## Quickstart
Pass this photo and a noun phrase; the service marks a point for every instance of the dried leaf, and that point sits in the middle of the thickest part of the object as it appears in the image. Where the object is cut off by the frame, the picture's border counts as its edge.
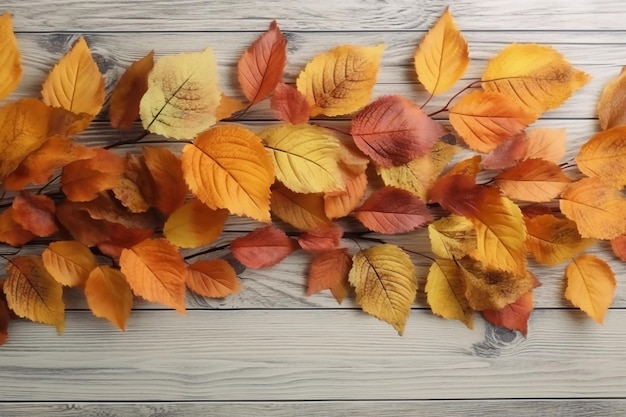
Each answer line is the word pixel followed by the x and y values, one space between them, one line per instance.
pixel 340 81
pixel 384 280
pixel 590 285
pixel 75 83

* * *

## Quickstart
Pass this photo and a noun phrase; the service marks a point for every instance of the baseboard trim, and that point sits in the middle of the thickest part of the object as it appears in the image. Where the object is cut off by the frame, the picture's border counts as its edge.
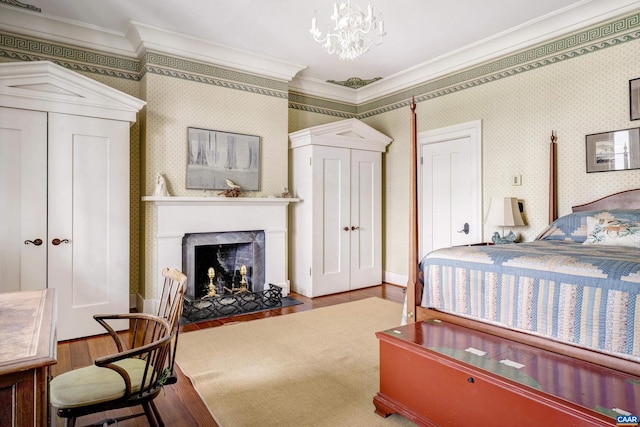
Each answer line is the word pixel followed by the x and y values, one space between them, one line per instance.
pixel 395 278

--

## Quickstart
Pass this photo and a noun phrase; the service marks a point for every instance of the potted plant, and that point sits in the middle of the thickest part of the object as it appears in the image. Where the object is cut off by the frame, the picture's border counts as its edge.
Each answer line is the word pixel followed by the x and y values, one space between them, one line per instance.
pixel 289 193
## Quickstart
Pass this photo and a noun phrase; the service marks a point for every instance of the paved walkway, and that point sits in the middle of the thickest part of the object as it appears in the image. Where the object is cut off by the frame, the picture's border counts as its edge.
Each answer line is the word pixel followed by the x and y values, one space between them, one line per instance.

TASK DETAILS: The lines in the records above that include the word "service" must be copied out.

REPLY TO THE EXERCISE:
Pass this photo and a noun phrase; the service marks a point for every instance of the dried leaf, and that point sits in the middle of the thickest part of the object as it appears in the image. Where the object is cut off by the frame, the picture's border counts as its edge.
Pass this photo and a noun phrase; the service marks a point for every instance of the baseboard trim, and that point sits in the middle of the thickest part of the object as it appears in the image. Where the object is cut off by the frame, the picture's border counts as its edge.
Pass this photo and a noun phrase; the service marks a point for every instance of the potted plant, and that point sits in the middle of the thickest part of the object as it appears in the image. Where the object is cut off by the frame, the picture's border counts as its edge.
Pass this photo and a noun phrase; the service marks a point for every instance of the paved walkway, and that point sits in the middle of the thickest part of the object as it appears in the image. Where the object is cut off by the frame, the picture's border counts as its edge.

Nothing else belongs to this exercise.